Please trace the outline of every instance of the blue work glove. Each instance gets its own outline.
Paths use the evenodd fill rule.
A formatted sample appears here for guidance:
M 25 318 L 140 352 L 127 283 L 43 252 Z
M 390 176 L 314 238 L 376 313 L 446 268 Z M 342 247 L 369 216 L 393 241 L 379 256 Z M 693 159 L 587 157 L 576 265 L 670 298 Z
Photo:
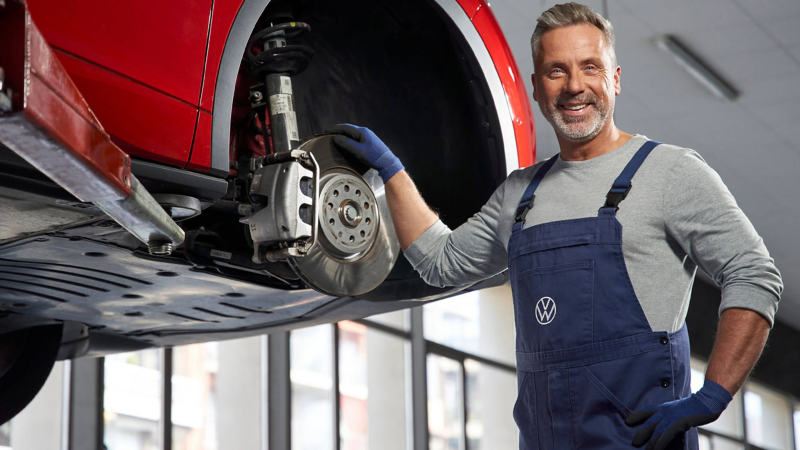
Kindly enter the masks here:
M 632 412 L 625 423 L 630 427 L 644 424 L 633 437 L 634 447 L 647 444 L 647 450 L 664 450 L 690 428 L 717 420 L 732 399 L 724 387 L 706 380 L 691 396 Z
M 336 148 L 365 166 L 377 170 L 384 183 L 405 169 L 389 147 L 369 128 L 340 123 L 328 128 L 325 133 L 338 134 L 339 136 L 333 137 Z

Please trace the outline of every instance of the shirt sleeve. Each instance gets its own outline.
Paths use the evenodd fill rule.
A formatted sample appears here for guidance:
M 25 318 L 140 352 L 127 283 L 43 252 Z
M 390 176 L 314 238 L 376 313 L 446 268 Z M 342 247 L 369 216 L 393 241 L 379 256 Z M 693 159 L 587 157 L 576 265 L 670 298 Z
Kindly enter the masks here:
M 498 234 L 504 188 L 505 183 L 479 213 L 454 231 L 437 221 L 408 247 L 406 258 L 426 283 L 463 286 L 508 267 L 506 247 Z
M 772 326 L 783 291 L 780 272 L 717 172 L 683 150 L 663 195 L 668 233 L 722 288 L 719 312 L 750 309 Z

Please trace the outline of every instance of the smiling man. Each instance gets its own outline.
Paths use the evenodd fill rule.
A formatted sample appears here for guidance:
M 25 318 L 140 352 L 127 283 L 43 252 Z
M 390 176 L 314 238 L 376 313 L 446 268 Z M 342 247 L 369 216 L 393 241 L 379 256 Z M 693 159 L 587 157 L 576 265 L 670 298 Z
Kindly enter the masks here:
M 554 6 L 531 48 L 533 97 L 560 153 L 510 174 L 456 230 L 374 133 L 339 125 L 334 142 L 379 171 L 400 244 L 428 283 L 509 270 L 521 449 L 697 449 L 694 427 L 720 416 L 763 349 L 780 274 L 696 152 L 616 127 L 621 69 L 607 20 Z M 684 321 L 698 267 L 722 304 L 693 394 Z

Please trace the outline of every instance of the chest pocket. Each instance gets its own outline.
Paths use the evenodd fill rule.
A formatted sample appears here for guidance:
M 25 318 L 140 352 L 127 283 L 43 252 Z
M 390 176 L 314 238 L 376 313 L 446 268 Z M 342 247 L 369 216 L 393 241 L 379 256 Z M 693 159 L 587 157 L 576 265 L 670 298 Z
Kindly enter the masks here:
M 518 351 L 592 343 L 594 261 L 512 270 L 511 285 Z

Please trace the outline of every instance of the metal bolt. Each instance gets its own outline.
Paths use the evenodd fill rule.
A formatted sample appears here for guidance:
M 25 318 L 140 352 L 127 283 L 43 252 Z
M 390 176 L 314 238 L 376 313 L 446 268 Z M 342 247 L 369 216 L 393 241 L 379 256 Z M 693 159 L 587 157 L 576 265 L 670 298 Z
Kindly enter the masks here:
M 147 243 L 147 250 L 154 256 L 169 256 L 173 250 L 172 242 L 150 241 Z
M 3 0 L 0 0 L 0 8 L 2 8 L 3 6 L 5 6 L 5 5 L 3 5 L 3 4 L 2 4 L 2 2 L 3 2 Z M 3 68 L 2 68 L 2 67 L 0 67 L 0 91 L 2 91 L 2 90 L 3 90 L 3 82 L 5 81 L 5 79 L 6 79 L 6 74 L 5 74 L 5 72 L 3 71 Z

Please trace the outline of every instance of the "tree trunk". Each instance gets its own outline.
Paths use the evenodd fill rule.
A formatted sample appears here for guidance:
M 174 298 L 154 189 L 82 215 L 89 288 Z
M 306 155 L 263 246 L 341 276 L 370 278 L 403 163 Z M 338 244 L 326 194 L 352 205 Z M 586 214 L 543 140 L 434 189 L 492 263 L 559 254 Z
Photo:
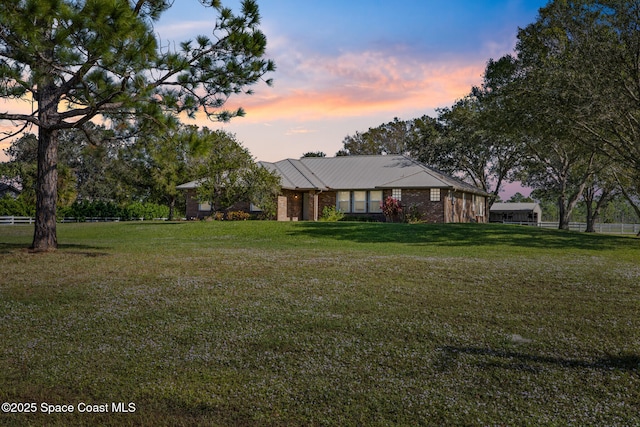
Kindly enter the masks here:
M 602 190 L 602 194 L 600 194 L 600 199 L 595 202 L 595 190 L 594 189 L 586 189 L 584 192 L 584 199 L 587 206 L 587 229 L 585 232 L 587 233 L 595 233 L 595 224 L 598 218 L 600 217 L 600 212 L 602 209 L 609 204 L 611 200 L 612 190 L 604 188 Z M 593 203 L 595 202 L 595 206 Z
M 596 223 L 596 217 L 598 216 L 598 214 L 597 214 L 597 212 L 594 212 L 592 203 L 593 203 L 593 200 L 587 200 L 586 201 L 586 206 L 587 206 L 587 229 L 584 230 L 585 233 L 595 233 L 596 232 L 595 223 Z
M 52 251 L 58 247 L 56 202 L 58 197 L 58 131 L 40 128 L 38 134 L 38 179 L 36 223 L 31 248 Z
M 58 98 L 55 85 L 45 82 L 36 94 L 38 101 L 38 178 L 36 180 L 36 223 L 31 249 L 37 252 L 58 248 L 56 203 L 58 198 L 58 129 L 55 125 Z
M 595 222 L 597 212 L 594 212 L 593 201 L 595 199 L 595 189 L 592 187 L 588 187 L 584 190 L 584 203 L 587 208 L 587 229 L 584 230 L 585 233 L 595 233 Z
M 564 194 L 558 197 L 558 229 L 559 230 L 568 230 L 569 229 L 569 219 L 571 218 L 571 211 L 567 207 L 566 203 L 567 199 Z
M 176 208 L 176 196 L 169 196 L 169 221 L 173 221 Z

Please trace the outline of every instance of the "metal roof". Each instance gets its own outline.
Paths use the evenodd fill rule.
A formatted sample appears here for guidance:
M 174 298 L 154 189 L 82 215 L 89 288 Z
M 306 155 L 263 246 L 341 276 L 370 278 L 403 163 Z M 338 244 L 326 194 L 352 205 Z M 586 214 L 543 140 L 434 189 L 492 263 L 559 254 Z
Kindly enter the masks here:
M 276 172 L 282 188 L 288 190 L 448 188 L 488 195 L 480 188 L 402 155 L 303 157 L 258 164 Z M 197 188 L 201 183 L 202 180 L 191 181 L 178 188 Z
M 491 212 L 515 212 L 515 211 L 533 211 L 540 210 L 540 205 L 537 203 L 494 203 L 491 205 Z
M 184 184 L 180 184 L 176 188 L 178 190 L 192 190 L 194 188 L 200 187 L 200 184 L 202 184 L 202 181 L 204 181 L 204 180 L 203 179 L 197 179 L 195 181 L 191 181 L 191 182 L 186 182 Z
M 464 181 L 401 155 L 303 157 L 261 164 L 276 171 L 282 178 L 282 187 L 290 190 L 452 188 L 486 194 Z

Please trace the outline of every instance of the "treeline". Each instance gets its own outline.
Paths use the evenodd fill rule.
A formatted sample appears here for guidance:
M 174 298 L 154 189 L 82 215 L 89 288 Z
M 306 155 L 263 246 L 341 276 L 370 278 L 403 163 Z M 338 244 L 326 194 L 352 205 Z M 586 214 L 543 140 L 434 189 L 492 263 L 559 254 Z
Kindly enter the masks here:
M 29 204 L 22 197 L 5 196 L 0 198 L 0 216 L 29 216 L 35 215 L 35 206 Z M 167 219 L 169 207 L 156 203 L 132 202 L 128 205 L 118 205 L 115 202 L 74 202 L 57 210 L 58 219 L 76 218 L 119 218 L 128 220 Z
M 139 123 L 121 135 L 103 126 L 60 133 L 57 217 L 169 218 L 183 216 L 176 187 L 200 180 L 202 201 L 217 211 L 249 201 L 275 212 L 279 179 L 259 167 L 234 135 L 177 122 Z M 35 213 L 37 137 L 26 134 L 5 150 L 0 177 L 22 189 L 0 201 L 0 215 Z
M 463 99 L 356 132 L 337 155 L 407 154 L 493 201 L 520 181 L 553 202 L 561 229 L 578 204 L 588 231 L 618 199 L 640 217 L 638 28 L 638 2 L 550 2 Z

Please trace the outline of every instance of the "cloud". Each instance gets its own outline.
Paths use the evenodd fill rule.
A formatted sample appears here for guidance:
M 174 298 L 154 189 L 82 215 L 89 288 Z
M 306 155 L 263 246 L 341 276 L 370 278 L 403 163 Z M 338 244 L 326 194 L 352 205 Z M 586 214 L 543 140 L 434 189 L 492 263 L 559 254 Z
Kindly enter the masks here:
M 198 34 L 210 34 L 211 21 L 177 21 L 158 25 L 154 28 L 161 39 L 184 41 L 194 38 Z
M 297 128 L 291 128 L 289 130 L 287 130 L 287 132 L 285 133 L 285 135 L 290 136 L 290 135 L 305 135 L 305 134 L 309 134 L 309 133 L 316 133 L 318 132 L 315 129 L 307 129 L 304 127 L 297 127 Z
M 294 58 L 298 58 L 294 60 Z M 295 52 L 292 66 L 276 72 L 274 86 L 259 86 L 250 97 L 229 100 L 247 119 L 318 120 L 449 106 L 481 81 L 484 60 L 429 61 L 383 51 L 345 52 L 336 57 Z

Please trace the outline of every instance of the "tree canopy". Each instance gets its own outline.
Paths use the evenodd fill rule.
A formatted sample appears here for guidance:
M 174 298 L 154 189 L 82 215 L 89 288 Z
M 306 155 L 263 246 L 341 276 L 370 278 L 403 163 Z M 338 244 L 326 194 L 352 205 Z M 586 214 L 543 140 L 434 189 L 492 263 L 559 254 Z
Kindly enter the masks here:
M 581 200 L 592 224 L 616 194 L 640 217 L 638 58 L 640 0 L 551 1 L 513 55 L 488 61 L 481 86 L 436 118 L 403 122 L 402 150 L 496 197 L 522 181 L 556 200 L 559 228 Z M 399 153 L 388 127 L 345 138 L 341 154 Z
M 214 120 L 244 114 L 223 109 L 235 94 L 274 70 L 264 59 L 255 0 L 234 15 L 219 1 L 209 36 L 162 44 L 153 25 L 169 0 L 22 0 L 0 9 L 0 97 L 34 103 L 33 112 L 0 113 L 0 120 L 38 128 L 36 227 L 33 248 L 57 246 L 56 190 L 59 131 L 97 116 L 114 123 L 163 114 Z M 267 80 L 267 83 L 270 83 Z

--

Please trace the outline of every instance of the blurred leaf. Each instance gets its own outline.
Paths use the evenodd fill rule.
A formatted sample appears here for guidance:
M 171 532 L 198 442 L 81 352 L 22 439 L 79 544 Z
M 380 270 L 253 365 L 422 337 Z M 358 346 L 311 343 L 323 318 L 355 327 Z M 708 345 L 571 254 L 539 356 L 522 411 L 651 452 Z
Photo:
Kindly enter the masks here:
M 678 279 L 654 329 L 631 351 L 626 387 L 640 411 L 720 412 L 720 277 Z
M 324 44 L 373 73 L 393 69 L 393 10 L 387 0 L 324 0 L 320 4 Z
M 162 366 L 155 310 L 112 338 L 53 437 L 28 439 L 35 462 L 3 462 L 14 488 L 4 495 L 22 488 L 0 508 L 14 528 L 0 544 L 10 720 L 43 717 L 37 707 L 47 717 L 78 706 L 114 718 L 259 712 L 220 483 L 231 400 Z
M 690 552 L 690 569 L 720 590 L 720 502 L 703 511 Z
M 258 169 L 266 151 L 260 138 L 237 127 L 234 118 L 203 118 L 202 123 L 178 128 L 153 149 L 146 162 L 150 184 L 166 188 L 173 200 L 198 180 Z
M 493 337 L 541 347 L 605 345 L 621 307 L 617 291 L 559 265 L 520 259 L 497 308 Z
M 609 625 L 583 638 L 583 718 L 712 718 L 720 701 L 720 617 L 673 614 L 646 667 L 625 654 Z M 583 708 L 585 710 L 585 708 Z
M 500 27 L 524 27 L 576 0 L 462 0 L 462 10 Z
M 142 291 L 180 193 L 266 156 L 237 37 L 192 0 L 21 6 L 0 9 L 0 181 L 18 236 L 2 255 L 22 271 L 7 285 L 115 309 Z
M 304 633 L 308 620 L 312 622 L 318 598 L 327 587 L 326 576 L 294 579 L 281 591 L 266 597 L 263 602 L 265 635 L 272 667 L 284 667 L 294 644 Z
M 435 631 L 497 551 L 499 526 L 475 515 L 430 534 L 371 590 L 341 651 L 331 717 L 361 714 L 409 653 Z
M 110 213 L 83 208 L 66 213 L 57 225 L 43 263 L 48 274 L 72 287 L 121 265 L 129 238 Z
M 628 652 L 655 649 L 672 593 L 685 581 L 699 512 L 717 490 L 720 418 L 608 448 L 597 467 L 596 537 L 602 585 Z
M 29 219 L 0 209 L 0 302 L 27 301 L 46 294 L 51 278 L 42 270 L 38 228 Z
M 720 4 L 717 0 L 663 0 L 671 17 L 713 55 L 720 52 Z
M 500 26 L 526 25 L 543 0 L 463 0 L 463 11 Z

#### [Exercise prompt]
Copy all lines above where "gets" is present.

#### [Answer section]
Please trace the outline of every instance of the blue work glove. Each instance gets its own outline.
Please trace the outline of every instance of the shirt sleeve. Each instance gets its own outline.
Please trace the outline of every instance of the smiling man. Each instance gets its own outline.
Please trace the outline of every instance of the chest pocket. Each instance gets its own outline.
Please trace the outline of every instance of the metal bolt. Each instance gets its own outline.
Please trace the outline of every instance of the "tree trunk". Each instance gets its own outline.
Please trace the outline of every instance of the "metal roof". Each instance gets its own outline.
Please trace the outline of every instance of the "treeline". Each instance gets its own outline.
Please trace the outline of every instance of the "cloud". Each instance gets its own outline.
Please trace the outline of every instance of the "tree canopy". Each instance gets its own outline.
Please trace the outline of every instance of the blurred leaf. Each instance gets its own outline.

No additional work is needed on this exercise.